*Passage*:
####################
Periodic Table |
The Emergence of Organic Chemistry
Congeneric arrays sets of chemical species with linear structure and reactivity behaviour traits can react with each other to produce new arrays which are NOT congeneric.
A Bit of Personal History:
"In January 2000, I was in my office playing with the congeneric array interactions discussed over the previous few pages. I was using a graphics app to cut-n-paste the various species, when I built the following [4 x1] x [4x1] array interaction: [alkyl substituted carbenium ions] x [methyl anion to fluoride ion] [ H3C+ CH3CH2+ (CH3)2CH+ (CH3)3C+ ] x [ H3C– H2N– HO– F– ] "I started to write how this was yet another congeneric planar with regularly changing properties of bond length (true), % ionic bond character (true) and reaction chemistry behaviour... when I suddenly realised that this was not the case at all. "The 16 species simply do NOT represent a 4x4 congeneric planar. Instead, some of the most common and distinct functional groups of organic chemistry emerged: alkanes; amines; methanol, 1°, 2° & 3° alcohols and 1°, 2° & 3° alkyl halides!
"While there are vertical (column) trends within each functional group type (as drawn) – the alcohols for example – the 16 species are simply NOT congeneric horizontally. "I spent several minutes just staring at the screen in amazement. "Over the previous few busy & creative weeks I had travelled from the main group elemental hydrides and the five hydrogen probe experiments to congeneric array interactions, where I had found – amongst other things – a congeneric volume consisting of 80 species. But when extending this congeneric array interaction logic to the one discussed here, the complexity and richness of organic chemistry had simply emerged before my eyes!" Mark Leach |
Explanation(s)
####################
*Record extracts*:
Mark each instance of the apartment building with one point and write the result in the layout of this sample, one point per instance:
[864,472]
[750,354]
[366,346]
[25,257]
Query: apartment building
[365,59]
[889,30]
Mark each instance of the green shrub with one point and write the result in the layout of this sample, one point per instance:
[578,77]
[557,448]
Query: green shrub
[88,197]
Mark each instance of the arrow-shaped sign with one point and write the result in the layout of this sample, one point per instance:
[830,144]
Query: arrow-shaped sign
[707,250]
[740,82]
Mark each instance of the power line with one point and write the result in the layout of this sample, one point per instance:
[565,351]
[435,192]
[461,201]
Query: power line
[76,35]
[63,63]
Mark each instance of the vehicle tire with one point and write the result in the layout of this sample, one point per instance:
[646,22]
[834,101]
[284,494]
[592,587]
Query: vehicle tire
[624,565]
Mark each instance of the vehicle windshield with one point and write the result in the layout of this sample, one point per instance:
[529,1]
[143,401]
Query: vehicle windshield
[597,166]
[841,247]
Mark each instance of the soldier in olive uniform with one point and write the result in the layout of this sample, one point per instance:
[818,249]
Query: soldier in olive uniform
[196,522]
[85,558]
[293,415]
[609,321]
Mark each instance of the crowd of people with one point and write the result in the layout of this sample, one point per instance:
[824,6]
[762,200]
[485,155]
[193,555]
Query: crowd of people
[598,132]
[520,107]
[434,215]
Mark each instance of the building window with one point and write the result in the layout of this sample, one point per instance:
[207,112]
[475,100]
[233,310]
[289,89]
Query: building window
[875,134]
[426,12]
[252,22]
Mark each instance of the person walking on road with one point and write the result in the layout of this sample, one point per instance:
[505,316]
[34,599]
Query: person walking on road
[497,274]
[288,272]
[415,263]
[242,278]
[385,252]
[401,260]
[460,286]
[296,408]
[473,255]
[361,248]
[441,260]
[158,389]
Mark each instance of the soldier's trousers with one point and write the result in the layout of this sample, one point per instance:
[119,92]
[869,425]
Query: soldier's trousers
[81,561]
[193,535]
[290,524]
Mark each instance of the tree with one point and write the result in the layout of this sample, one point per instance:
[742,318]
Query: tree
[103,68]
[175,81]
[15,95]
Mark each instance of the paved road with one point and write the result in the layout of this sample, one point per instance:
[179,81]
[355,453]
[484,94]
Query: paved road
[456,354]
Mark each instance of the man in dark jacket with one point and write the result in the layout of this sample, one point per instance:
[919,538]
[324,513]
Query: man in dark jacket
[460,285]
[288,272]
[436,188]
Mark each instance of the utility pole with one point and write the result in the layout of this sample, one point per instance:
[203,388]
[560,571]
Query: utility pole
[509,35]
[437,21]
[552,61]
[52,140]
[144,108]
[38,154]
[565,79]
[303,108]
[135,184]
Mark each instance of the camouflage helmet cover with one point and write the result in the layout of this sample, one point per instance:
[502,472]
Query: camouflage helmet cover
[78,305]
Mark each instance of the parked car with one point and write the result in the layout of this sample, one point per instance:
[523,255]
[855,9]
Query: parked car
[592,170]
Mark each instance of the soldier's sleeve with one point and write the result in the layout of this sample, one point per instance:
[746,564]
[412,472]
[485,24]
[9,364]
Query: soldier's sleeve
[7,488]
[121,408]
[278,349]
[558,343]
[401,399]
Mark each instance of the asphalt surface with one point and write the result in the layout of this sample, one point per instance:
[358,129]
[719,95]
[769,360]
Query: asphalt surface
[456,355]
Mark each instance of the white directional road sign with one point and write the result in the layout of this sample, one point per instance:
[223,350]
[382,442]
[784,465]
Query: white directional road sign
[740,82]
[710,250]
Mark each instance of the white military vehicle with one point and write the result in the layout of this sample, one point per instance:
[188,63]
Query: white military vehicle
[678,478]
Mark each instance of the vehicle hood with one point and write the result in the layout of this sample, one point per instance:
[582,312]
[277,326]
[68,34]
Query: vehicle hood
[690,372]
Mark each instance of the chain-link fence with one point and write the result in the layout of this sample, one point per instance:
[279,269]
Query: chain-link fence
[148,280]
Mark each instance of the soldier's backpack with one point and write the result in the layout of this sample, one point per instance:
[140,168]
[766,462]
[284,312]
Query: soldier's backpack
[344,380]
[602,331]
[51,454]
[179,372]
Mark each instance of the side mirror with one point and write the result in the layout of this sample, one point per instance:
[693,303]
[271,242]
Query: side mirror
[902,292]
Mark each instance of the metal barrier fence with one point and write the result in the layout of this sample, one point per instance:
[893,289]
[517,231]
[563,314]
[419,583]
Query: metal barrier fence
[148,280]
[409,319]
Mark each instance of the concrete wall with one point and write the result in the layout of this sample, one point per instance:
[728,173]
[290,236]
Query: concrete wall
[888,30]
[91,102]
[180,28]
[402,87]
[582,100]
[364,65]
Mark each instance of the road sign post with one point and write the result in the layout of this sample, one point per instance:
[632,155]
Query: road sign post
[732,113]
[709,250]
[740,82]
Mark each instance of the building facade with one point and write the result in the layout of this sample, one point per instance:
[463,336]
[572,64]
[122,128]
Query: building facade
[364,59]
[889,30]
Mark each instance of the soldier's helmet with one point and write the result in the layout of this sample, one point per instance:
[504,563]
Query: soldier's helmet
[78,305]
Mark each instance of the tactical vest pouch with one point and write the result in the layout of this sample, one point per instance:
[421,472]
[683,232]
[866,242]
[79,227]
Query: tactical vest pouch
####################
Please copy out the organic chemistry passage starting with "Periodic Table |" and going on through "are NOT congeneric.". The entries have nothing to do with the organic chemistry passage.

Periodic Table |
The Emergence of Organic Chemistry
Congeneric arrays sets of chemical species with linear structure and reactivity behaviour traits can react with each other to produce new arrays which are NOT congeneric.